Copy out every line of the entries below that contains the word "gray". Case counts, so copy only lines where the capitals match.
──────── PROVIDED ENTRIES
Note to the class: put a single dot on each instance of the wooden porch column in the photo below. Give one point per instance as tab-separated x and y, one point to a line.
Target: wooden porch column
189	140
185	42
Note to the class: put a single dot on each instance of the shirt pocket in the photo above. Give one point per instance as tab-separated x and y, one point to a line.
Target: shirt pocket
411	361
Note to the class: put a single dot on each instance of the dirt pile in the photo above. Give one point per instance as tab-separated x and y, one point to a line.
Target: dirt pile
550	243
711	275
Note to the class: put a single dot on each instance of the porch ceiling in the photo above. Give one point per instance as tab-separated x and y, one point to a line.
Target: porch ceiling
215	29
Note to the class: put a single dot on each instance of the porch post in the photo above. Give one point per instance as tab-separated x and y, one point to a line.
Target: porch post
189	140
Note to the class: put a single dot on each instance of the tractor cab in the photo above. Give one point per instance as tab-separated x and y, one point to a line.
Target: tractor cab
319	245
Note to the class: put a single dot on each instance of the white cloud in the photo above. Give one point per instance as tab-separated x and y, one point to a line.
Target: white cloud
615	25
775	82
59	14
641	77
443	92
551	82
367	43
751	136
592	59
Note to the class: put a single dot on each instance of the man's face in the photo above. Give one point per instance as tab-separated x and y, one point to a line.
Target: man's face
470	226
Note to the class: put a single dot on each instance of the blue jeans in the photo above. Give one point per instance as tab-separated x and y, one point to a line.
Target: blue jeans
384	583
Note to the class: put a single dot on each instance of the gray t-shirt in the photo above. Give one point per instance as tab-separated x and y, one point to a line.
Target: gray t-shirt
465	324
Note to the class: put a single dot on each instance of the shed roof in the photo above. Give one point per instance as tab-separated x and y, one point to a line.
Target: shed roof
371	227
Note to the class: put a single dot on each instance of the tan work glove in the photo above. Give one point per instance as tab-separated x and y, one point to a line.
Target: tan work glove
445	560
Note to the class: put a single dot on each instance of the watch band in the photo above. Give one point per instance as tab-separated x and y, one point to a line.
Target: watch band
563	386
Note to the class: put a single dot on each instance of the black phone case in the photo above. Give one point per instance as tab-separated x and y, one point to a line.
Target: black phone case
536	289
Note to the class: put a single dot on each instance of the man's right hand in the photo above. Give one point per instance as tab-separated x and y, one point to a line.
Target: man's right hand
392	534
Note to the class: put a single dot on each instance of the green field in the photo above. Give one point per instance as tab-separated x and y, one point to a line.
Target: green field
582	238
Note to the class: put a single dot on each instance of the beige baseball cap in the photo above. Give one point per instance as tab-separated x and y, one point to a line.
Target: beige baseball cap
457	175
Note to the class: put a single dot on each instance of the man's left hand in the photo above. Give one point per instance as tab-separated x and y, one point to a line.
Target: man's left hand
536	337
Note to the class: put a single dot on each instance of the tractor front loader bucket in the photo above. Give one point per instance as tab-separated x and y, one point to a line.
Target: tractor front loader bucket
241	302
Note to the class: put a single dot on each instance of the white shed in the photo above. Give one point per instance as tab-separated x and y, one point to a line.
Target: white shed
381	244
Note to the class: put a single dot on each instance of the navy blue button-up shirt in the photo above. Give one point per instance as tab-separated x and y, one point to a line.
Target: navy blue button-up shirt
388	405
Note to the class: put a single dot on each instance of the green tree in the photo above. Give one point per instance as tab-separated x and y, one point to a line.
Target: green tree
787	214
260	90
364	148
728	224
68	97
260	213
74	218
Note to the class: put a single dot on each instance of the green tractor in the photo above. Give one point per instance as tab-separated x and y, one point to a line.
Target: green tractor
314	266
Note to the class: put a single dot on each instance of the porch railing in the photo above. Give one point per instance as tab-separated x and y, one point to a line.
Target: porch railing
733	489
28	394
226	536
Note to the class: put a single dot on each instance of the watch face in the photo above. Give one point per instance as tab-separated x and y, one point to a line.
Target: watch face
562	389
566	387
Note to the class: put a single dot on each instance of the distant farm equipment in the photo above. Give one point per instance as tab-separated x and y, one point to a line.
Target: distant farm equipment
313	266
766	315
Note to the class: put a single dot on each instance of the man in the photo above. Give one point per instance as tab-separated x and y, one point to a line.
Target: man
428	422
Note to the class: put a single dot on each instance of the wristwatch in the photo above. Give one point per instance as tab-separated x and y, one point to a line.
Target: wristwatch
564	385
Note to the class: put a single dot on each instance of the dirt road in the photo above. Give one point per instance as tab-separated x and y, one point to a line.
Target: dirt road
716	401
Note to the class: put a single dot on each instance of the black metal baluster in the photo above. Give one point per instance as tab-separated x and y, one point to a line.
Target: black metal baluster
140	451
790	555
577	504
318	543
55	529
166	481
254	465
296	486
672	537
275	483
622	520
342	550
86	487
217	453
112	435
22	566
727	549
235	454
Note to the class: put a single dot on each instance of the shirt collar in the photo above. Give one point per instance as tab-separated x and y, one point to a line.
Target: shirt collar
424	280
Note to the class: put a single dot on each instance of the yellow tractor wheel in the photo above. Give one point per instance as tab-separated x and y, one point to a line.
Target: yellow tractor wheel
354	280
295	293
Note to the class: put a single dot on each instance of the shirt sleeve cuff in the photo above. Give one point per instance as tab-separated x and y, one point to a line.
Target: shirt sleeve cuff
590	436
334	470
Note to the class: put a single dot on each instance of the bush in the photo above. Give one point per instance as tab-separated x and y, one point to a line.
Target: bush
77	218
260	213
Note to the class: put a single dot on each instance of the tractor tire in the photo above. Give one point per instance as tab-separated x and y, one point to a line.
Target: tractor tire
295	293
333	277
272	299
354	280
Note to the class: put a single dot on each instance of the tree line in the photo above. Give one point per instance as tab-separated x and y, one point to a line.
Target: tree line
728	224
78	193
────────────────
──────── PROVIDED ENTRIES
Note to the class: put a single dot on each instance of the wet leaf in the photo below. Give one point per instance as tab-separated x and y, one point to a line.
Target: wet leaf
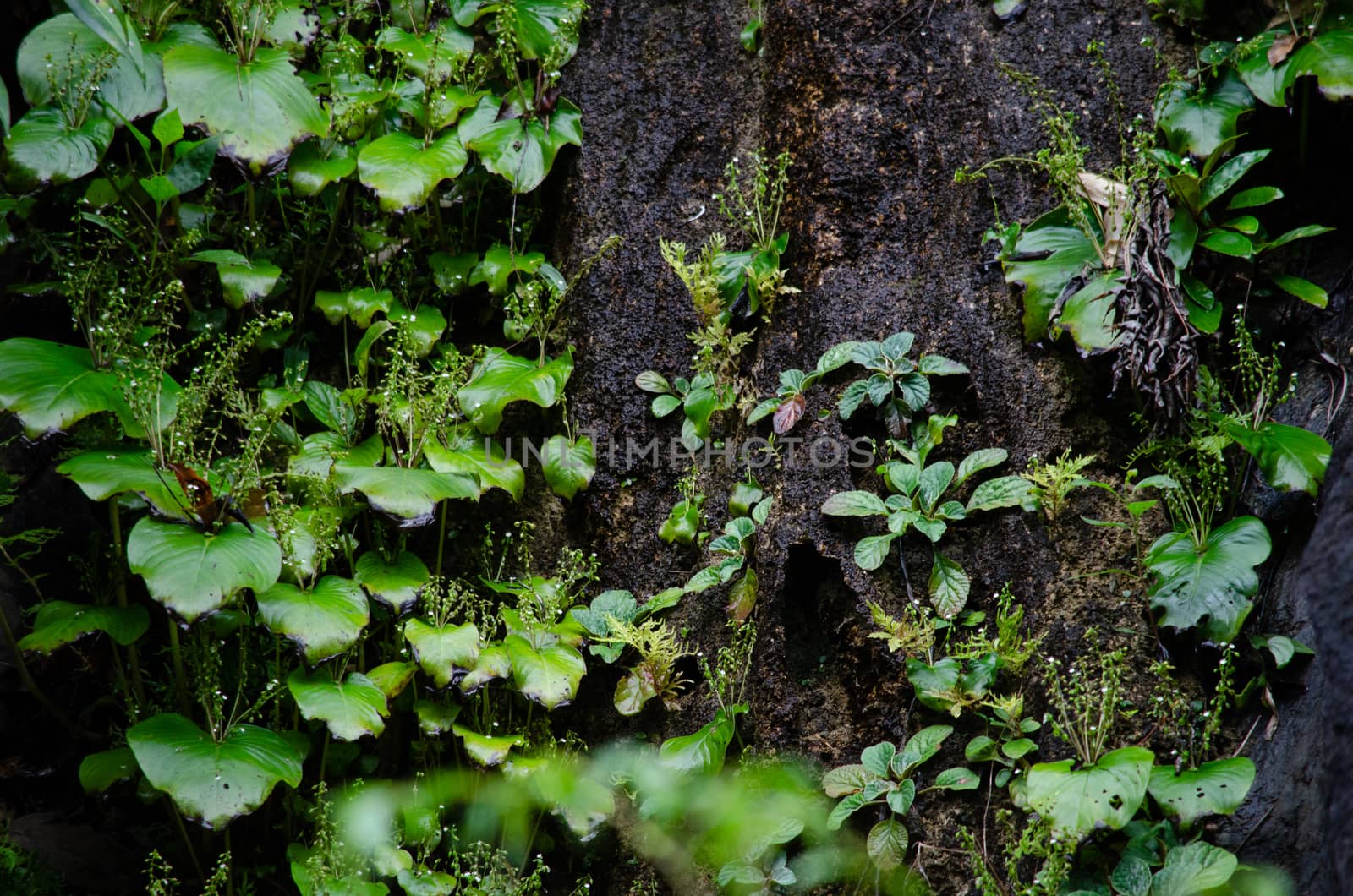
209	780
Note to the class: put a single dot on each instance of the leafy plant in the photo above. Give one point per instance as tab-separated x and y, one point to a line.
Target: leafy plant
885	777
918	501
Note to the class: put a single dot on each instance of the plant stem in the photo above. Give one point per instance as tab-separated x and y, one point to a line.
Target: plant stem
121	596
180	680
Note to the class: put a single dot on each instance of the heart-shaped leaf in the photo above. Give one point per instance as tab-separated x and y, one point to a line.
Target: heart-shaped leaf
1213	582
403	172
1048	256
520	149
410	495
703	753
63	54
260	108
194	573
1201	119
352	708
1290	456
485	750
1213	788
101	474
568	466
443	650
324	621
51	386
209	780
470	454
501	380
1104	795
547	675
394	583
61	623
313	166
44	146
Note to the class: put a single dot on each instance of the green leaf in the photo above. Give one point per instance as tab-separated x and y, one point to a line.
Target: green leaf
────────────────
──────── PROVIDED ENTRIES
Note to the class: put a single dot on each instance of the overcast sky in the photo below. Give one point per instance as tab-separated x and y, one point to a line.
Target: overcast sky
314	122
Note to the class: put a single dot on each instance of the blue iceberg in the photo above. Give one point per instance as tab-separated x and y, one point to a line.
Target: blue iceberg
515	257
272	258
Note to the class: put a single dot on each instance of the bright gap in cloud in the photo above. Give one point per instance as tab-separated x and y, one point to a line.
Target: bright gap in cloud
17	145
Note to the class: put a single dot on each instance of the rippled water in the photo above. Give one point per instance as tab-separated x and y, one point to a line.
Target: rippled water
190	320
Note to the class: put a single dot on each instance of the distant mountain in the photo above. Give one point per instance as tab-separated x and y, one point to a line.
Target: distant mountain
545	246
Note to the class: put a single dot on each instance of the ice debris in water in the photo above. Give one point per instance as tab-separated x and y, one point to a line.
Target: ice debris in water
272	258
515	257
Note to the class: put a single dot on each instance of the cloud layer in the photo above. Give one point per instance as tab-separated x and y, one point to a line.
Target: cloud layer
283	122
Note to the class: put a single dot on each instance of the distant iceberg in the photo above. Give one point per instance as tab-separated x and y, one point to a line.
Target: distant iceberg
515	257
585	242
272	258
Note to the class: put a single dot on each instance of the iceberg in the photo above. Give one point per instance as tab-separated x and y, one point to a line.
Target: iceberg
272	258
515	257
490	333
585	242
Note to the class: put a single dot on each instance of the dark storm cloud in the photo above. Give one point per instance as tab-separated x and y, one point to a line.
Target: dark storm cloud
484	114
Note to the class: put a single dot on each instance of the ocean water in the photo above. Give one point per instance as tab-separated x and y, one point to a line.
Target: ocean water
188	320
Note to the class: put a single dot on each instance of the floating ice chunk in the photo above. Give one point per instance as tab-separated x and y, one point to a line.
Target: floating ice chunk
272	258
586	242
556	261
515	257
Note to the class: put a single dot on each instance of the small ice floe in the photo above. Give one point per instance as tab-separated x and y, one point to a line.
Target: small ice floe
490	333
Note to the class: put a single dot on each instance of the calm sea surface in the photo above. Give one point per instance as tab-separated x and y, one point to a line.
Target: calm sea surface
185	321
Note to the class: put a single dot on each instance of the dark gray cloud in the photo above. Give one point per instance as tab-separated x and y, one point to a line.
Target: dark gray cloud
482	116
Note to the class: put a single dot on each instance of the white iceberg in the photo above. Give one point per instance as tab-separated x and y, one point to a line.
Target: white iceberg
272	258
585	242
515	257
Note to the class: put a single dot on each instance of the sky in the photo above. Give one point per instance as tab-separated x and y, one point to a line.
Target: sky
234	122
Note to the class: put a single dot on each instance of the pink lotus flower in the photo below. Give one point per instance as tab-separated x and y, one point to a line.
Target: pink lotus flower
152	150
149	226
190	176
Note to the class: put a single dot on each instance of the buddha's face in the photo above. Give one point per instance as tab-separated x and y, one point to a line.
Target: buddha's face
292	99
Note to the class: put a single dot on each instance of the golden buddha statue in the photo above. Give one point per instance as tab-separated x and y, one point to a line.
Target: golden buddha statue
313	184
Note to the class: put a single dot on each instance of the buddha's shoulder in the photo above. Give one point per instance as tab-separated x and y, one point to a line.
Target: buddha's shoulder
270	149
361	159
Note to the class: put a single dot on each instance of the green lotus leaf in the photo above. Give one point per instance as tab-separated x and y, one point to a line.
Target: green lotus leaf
────────────────
§ TASK RESPONSE
Note to the class: put a single dot on each instance of the gray t-shirt in the photo above. Give one point per instance as tab-separated x and y, one point to a line.
Target: gray t-shirt
Note to the class: put a single dot on each instance of the dark gray cloud in the photo above. Give one point per instance as tab-separated x and y, one point to a line.
Target: dark gray cloud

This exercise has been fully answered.